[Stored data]
-.-.-

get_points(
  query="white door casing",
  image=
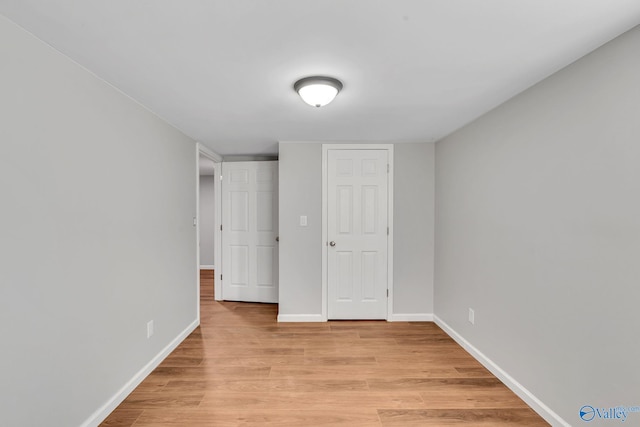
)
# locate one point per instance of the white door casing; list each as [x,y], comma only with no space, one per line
[249,231]
[357,233]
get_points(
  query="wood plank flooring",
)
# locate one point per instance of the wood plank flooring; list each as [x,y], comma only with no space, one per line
[242,368]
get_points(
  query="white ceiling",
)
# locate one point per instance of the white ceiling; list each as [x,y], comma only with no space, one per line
[222,71]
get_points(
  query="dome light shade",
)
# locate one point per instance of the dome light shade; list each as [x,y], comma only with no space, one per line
[317,91]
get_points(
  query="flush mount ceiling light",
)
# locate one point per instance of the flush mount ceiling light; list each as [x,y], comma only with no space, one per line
[317,90]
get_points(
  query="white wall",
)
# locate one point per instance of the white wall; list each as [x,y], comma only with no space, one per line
[96,236]
[207,220]
[538,230]
[300,247]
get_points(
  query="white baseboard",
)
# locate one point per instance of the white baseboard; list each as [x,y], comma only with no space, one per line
[103,412]
[301,318]
[536,404]
[411,317]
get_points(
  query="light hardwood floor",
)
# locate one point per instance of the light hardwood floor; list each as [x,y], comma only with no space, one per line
[242,368]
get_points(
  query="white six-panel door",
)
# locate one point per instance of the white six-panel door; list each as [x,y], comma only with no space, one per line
[249,231]
[357,213]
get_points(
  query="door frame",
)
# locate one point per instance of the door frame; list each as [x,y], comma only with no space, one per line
[325,221]
[217,160]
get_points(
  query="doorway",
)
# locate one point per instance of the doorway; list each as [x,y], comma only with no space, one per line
[208,168]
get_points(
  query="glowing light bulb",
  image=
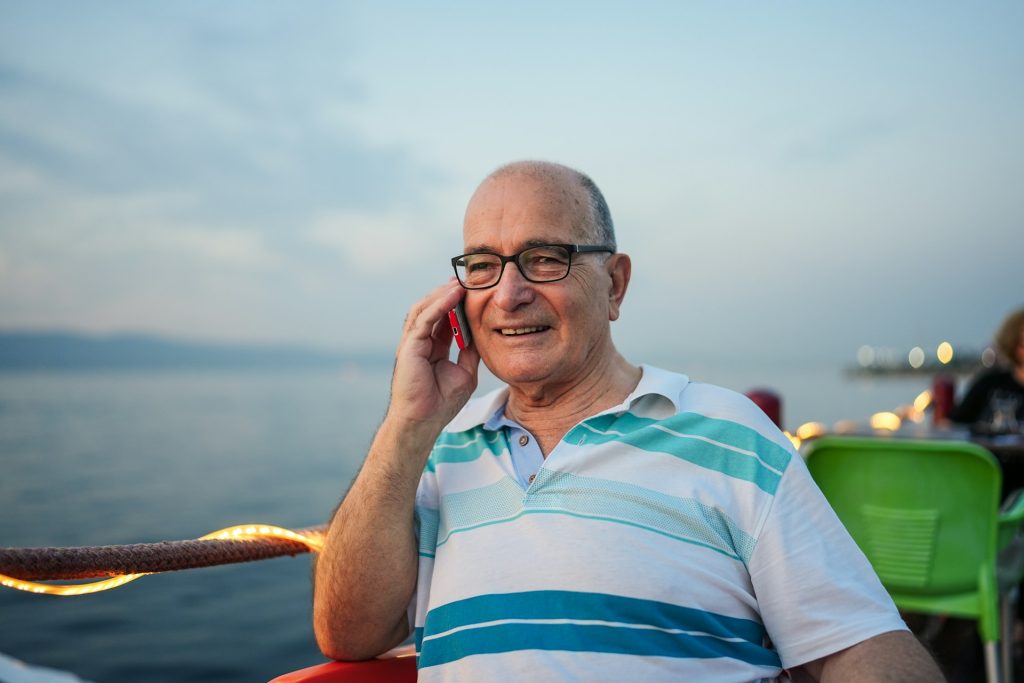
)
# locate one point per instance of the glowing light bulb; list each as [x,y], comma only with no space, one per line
[886,421]
[810,430]
[944,353]
[923,401]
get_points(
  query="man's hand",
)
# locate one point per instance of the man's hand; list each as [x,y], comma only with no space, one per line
[426,386]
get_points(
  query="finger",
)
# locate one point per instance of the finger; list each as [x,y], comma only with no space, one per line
[432,309]
[469,359]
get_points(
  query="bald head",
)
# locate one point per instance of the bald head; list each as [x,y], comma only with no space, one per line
[568,185]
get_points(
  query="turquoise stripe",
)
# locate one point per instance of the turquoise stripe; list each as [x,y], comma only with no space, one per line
[582,606]
[611,520]
[763,470]
[418,639]
[560,493]
[465,446]
[469,508]
[680,517]
[589,638]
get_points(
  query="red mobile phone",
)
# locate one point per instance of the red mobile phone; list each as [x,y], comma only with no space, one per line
[460,329]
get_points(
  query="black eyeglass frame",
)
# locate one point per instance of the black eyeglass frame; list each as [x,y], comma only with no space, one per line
[514,258]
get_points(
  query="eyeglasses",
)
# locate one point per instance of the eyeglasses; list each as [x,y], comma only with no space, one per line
[545,263]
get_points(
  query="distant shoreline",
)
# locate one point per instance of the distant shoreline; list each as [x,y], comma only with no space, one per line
[58,351]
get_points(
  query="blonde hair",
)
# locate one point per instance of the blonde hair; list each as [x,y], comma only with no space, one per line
[1009,336]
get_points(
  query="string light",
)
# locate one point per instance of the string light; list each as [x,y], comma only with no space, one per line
[240,532]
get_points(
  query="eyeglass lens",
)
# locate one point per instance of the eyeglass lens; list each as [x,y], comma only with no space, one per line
[539,264]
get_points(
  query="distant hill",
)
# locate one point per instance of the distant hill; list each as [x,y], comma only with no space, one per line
[67,350]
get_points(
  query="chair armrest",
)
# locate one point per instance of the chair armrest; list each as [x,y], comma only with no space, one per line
[1011,516]
[395,670]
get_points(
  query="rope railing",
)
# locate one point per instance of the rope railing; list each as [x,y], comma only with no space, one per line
[22,568]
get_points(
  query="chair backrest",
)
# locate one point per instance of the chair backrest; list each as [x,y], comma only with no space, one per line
[924,512]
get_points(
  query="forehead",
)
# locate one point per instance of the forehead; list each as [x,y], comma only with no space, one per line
[515,210]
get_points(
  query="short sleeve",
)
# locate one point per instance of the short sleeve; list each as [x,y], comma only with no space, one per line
[816,591]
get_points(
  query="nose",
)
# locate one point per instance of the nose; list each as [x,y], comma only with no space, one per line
[512,290]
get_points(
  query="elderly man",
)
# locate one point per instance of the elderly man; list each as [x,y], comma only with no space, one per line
[593,520]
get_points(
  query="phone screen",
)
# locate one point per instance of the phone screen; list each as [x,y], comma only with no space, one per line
[460,329]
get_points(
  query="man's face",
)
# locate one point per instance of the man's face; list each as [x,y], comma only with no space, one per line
[548,333]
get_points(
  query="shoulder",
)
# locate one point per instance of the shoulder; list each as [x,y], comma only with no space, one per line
[716,402]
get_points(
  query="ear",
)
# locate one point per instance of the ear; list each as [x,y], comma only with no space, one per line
[620,268]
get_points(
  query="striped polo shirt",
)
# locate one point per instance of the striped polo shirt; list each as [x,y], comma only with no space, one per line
[674,537]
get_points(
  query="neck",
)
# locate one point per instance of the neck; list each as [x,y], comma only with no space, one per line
[549,412]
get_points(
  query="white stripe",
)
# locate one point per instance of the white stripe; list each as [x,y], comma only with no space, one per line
[617,625]
[729,446]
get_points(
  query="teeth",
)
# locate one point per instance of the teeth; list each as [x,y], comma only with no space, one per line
[520,331]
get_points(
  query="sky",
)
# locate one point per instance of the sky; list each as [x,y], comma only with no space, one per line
[792,180]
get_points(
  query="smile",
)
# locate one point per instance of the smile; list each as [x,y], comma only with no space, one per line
[512,332]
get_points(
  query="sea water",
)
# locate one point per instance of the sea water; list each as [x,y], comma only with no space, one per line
[118,458]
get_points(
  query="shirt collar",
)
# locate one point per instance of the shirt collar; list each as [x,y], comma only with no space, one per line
[488,409]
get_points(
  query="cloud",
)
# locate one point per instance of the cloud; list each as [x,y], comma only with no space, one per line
[374,243]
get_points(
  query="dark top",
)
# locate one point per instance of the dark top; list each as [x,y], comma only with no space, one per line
[991,389]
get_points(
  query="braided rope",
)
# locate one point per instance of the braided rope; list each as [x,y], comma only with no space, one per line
[19,566]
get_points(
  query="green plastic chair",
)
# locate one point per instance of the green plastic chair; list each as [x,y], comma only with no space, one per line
[927,516]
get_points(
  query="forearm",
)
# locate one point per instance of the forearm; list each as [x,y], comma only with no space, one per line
[890,657]
[366,574]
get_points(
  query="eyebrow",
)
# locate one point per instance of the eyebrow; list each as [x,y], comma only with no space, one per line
[481,249]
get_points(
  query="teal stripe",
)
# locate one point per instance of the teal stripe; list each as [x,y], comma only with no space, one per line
[427,521]
[764,470]
[560,493]
[581,606]
[465,446]
[589,638]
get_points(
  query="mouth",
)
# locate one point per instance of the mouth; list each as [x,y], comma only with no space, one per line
[517,332]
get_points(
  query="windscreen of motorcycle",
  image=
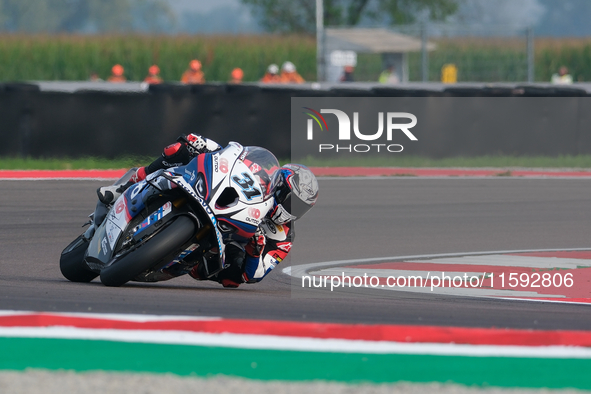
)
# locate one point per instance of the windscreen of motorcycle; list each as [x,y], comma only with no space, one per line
[263,164]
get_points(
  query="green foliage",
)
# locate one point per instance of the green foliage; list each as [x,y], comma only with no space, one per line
[300,15]
[75,57]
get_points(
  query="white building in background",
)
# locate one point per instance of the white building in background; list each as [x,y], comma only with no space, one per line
[342,46]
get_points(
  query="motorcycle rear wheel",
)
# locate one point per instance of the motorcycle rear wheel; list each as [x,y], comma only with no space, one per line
[72,264]
[166,244]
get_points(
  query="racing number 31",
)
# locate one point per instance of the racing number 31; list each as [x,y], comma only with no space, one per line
[246,184]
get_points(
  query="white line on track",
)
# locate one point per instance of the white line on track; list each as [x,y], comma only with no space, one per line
[270,342]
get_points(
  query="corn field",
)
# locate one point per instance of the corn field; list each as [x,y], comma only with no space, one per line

-.-.-

— WHAT YOU WILL DO —
Identify every line in the records above that contains the string "sleeve", and copy each of those lines in full. Case counts.

— FINISHED EXERCISE —
  query="short sleeve",
# locate one point per instance of the short sleeve; list each as [x,y], comma only with no space, one per line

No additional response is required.